EXERCISE INSTRUCTIONS: From the court opinion on the luggage search below, extract the passage starting at "We hold that" and ending at "suppress the evidence.", word for word.

SELECTION:

We agree with the analyses provided by the Fifth and Sixth Circuits in cases analogous to the instant case before us. The Sixth Circuit in Guzman, 75 F.3d 1090, and the Fifth Circuit, in Lovell, 849 F.2d 910, and Viera, 644 F.2d 509, each concluded that police officers’ manipulation of the outside of luggage did not invade the owners’ reasonable privacy interests.8 As in those cases, the feeling and pressing of McDonald’s bags that the police officers undertook in the present ease was nothing more than McDonald might expect from others, bus employees as well as passengers on the bus, moving luggage to adjust, remove, or make room for their baggage. The dissent argues that Guzman, Lovell, and Viera are distinguishable on the ground that they involved contact that was less obtrusive than that involved in the *1327present case.9 We disagree with the dissent’s characterization of Detective Cotton’s contact with McDonald’s luggage as beyond the sort of occasional touching that a person expects hand luggage to endure in an overhead rack. Officer Cotton’s touching of the luggage was no more intrusive than the now routine x-raying of all carry-on luggage at airports (and the increasingly routine x-ray-ing of bags at public buildings), a technique that in a real sense allows one to “see” into the luggage without opening it. As the district court aptly observed, “[a]ny person who has travelled on a common carrier knows that luggage placed in an overhead compartment is always at the mercy of all people who want to rearrange or move previously placed luggage in order to squeeze additional luggage into the compartment or remove previously placed luggage.” Memorandum Entry at 5 n. 5.

We hold that the officers’ touching of the bags on the overhead rack did not constitute a search because McDonald did not have a legitimate expectation that her luggage left in such place would not be handled by others.10 The district court therefore did not err in denying McDonald’s motion to suppress the evidence.

B. McDonald’s Abandonment Of The Bags

The district court also found that McDonald abandoned the bags when she denied ownership both when Detective Cotton directly asked her whether she owned the suspect bags and collectively asked all the bus passengers if anyone owned the luggage in question. McDonald specifically told Cotton that the bags were not hers. The district court determined McDonald’s actions constituted an abandonment of the luggage, giving Detective Cotton the right to open the abandoned bags and inspect their contents. We examine this finding for clear error. United States v. James, 40 F.3d 850, 874 (7th Cir.1994), cert. denied, — U.S. -, 115 S.Ct. 948, 130 L.Ed.2d 891 (1995), cert. denied, — U.S. -, 115 S.Ct. 1160, 130 L.Ed.2d 1116 (1995), cert. granted and judgment vacated, — U.S. -, 116 S.Ct. 664, 133 L.Ed.2d 515 (1995).

EXTRACTED DATA:
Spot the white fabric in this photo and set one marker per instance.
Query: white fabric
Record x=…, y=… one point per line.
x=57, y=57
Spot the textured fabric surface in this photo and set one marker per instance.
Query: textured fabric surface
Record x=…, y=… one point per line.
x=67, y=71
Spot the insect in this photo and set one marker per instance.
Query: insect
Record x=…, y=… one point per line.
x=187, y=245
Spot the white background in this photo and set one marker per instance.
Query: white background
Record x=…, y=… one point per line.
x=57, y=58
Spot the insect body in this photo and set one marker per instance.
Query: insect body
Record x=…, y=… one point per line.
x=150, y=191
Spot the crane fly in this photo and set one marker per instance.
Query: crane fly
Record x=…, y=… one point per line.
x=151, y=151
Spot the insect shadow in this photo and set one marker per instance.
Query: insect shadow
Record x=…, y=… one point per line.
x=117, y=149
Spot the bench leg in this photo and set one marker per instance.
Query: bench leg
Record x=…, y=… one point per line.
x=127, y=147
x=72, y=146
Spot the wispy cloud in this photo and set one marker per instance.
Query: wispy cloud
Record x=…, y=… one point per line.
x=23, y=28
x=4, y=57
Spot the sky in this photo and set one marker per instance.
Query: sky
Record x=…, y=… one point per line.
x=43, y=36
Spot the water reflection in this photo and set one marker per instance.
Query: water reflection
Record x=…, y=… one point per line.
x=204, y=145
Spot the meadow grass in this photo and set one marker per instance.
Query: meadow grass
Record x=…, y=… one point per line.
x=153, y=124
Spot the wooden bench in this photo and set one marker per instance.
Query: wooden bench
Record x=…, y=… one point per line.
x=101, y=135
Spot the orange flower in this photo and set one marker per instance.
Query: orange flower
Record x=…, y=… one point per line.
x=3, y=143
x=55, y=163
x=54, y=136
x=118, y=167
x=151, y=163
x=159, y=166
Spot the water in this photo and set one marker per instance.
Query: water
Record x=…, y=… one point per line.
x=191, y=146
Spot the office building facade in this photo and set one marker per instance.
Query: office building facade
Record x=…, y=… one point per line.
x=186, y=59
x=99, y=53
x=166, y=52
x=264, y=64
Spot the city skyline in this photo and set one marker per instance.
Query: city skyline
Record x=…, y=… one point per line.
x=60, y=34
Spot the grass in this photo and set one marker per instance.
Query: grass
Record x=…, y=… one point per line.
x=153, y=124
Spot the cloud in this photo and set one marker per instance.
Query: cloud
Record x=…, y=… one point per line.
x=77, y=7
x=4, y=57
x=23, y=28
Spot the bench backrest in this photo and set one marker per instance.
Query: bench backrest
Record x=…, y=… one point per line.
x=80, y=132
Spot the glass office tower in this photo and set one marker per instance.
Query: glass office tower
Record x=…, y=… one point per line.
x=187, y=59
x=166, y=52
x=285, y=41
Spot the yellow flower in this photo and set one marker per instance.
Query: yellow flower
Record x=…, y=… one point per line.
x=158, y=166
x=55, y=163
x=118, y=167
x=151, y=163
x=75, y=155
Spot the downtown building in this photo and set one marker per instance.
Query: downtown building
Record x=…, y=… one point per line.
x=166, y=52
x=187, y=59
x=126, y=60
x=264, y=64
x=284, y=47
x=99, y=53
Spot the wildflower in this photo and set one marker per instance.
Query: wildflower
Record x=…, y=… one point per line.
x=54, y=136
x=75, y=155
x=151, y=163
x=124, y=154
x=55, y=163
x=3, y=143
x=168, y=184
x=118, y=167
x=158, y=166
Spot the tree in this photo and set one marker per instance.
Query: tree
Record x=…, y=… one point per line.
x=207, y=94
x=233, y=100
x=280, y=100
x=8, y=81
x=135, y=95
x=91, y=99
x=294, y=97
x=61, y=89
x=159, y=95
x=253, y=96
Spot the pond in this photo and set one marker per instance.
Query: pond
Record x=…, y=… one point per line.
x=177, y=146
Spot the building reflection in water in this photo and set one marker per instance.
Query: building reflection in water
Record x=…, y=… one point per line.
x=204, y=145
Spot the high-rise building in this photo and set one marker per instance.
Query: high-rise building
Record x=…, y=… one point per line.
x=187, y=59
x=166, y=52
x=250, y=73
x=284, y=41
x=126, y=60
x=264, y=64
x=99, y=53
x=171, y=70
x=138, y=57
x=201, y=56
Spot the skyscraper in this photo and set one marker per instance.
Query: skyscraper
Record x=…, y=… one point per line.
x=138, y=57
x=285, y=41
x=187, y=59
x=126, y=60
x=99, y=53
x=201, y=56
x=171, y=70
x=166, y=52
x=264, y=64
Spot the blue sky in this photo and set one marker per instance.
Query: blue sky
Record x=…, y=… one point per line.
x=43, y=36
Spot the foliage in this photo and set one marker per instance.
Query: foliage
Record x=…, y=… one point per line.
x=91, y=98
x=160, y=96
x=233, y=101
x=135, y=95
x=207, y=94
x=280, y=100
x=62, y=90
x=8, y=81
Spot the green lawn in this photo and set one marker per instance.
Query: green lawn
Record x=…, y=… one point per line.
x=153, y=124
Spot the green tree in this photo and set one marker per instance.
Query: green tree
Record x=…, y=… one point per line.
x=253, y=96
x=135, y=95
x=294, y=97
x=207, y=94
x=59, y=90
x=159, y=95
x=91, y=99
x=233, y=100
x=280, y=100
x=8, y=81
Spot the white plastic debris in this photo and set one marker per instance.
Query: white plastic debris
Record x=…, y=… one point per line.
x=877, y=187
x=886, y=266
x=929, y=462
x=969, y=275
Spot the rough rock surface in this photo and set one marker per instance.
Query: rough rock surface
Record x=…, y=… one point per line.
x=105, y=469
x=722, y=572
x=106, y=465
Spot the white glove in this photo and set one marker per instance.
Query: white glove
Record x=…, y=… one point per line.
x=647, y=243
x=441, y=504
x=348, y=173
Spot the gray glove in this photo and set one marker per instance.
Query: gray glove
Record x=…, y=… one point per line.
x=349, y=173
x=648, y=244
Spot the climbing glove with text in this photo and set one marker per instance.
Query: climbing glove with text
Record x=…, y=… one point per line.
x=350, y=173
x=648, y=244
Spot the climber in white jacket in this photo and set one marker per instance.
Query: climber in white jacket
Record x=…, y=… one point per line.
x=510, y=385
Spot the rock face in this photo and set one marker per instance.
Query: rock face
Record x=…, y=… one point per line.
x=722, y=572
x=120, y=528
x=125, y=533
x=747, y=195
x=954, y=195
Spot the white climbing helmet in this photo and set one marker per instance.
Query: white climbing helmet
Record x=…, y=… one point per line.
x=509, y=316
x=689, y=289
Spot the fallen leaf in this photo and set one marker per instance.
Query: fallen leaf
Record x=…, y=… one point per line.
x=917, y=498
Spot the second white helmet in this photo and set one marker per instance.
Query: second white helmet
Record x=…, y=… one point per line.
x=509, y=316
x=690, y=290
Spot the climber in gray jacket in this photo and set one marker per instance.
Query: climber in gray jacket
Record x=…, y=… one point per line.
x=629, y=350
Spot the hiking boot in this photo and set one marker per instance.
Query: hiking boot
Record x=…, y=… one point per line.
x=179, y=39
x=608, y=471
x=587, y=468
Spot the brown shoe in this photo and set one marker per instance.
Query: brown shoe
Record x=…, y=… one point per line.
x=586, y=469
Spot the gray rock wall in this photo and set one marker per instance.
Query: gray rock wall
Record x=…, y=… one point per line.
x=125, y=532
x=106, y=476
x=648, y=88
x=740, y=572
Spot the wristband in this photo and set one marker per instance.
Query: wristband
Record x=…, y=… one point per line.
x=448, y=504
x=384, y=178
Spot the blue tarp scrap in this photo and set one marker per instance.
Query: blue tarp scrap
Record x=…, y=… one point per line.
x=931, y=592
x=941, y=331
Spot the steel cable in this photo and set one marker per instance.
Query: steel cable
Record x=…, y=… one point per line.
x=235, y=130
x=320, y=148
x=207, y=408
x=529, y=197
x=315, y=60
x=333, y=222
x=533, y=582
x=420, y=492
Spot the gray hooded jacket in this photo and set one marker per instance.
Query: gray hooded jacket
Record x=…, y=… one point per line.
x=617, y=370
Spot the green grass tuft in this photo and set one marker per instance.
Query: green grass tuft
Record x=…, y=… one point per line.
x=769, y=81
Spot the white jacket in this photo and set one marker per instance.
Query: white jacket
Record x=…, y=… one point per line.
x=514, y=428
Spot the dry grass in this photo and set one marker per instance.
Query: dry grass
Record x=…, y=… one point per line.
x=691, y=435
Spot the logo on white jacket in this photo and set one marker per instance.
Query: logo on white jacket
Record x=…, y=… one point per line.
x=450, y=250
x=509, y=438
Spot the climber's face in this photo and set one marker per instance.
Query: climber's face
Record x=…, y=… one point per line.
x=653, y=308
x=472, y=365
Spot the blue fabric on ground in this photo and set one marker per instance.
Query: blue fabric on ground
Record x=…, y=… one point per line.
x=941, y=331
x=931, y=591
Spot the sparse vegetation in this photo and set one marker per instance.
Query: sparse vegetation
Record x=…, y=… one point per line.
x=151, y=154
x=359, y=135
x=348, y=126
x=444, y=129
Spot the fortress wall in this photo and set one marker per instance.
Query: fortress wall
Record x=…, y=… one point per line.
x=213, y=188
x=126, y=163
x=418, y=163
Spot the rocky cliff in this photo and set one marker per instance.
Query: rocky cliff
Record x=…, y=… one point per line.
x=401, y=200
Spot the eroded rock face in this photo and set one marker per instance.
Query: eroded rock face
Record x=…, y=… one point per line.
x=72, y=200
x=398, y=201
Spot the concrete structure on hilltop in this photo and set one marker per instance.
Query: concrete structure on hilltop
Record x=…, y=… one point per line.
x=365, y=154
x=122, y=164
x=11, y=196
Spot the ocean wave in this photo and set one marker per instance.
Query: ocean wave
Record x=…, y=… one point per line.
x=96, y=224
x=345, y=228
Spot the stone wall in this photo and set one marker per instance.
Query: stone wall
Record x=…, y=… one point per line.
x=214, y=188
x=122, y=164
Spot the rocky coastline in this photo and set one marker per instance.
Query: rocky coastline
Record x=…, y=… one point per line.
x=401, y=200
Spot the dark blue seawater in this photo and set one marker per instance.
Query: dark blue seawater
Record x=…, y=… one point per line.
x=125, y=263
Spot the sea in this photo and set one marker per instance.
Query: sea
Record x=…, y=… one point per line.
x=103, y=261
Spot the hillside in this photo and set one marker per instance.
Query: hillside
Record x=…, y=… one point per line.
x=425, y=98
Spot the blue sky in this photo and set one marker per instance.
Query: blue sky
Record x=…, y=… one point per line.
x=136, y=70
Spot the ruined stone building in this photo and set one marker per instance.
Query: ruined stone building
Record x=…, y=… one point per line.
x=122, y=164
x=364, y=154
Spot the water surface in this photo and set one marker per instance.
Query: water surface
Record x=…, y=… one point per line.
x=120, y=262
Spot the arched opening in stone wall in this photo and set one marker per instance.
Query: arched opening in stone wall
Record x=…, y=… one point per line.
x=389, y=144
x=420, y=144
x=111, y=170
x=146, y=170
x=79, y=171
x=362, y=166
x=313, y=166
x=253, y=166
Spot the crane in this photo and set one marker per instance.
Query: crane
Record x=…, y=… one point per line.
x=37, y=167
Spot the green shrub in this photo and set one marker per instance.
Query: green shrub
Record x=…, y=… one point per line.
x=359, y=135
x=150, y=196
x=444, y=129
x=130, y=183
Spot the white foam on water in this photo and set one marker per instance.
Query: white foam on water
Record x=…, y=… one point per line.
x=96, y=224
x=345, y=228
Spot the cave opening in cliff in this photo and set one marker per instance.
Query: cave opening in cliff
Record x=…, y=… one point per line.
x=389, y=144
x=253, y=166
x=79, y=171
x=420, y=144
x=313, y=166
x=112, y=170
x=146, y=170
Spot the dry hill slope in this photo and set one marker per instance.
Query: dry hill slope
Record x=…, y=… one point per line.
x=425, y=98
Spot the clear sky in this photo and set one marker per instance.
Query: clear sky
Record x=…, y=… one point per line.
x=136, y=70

RESULT OF THE EXERCISE:
We hold that the officers’ touching of the bags on the overhead rack did not constitute a search because McDonald did not have a legitimate expectation that her luggage left in such place would not be handled by others.10 The district court therefore did not err in denying McDonald’s motion to suppress the evidence.